# Written instruction
Continue the Illinois payday loan statute below from its last sentence, writing the next part of the section.

# Passage provided
···

Illinois Compiled Statutes 815 ILCS 122 Payday Loan Reform Act. Section 2-5

    (815 ILCS 122/2-5)

    Sec. 2-5. Loan terms.

    (a) Without affecting the right of a consumer to prepay at any time without cost or penalty, no payday loan may have a minimum term of less than 13 days.

    (b) Except for an installment payday loan as defined in this Section, no payday loan may be made to a consumer if the loan would result in the consumer being indebted to one or more payday lenders for a period in excess of 45 consecutive days. Except as provided under subsection (c) of this Section and Section 2-40, if a consumer has or has had loans outstanding for a period in excess of 45 consecutive days, no payday lender may offer or make a loan to the consumer for at least 7 calendar days after the date on which the outstanding balance of all payday loans made during the 45 consecutive day period is paid in full. For purposes of this subsection, the term "consecutive days" means a series of continuous calendar days in which the consumer has an outstanding balance on one or more payday loans; however, if a payday loan is made to a consumer within 6 days or less after the outstanding balance of all loans is paid in full, those days are counted as "consecutive days" for purposes of this subsection.

    (c) Notwithstanding anything in this Act to the contrary, a payday loan shall also include any installment loan otherwise meeting the definition of payday loan contained in Section 1-10, but that has a term agreed by the parties of not less than 112 days and not exceeding 180 days; hereinafter an "installment payday loan". The following provisions shall apply:

        (i) Any installment payday loan must be fully

    amortizing, with a finance charge calculated on the principal balances scheduled to be outstanding and be repayable in substantially equal and consecutive installments, according to a payment schedule agreed by the parties with not less than 13 days and not more than one month between payments; except that the first installment period may be longer than the remaining installment periods by not more than 15 days, and the first installment payment may be larger than the remaining installment payments by the amount of finance charges applicable to the extra days. In calculating finance charges under this subsection, when the first installment period is longer than the remaining installment periods, the amount of the finance charges applicable to the extra days shall not be greater than $15.50 per $100 of the original principal balance divided by the number of days in a regularly scheduled installment period and multiplied by the number of extra days determined by subtracting the number of days in a regularly scheduled installment period from the number of days in the first installment period.

        (ii) An installment payday loan may be refinanced by

    a new installment payday loan one time during the term of the initial loan; provided that the total duration of indebtedness on the initial installment payday loan combined with the total term of indebtedness of the new loan refinancing that initial loan, shall not exceed 180 days. For purposes of this Act, a refinancing occurs when an existing installment payday loan is paid from the proceeds of a new installment payday loan.

        (iii) In the event an installment payday loan is paid

    in full prior to the date on which the last scheduled installment payment before maturity is due, other than through a refinancing, no licensee may offer or make a payday loan to the consumer for at least 2 calendar days thereafter.

        (iv) No installment payday loan may be made to a

    consumer if the loan would result in the consumer being indebted to one or more payday lenders for a period in excess of 180 consecutive days. The term "consecutive days" does not include the date on which a consumer makes the final installment payment.

···

# Data
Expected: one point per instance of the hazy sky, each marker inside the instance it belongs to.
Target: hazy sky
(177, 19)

···

# In response
    (d) (Blank).

    (e) No lender may make a payday loan to a consumer if the total of all payday loan payments coming due within the first calendar month of the loan, when combined with the payment amount of all of the consumer's other outstanding payday loans coming due within the same month, exceeds the lesser of:

        (1) $1,000; or

        (2) in the case of one or more payday loans, 25% of

    the consumer's gross monthly income; or

        (3) in the case of one or more installment payday

    loans, 22.5% of the consumer's gross monthly income; or

        (4) in the case of a payday loan and an installment

    payday loan, 22.5% of the consumer's gross monthly income.

    No loan shall be made to a consumer who has an outstanding balance on 2 payday loans, except that, for a period of 12 months after the effective date of this amendatory Act of the 96th General Assembly, consumers with an existing CILA loan may be issued an installment loan issued under this Act from the company from which their CILA loan was issued.

    (e-5) Except as provided in subsection (c)(i), no lender may charge more than $15.50 per $100 loaned on any payday loan, or more than $15.50 per $100 on the initial principal balance and on the principal balances scheduled to be outstanding during any installment period on any installment payday loan. Except for installment payday loans and except as provided in Section 2-25, this charge is considered fully earned as of the date on which the loan is made. For purposes of determining the finance charge earned on an installment payday loan, the disclosed annual percentage rate shall be applied to the principal balances outstanding from time to time until the loan is paid in full, or until the maturity date, which ever occurs first. No finance charge may be imposed after the final scheduled maturity date.

    When any loan contract is paid in full, the licensee shall refund any unearned finance charge. The unearned finance charge that is refunded shall be calculated based on a method that is at least as favorable to the consumer as the actuarial method, as defined by the federal Truth in Lending Act. The sum of the digits or rule of 78ths method of calculating prepaid interest refunds is prohibited.

    (f) A lender may not take or attempt to take an interest in any of the consumer's personal property to secure a payday loan.

    (g) A consumer has the right to redeem a check or any other item described in the definition of payday loan under Section 1-10 issued in connection with a payday loan from the lender holding the check or other item at any time before the payday loan becomes payable by paying the full amount of the check or other item.

(Source: P.A. 96-936, eff. 3-21-11; 97-421, eff. 1-1-12.)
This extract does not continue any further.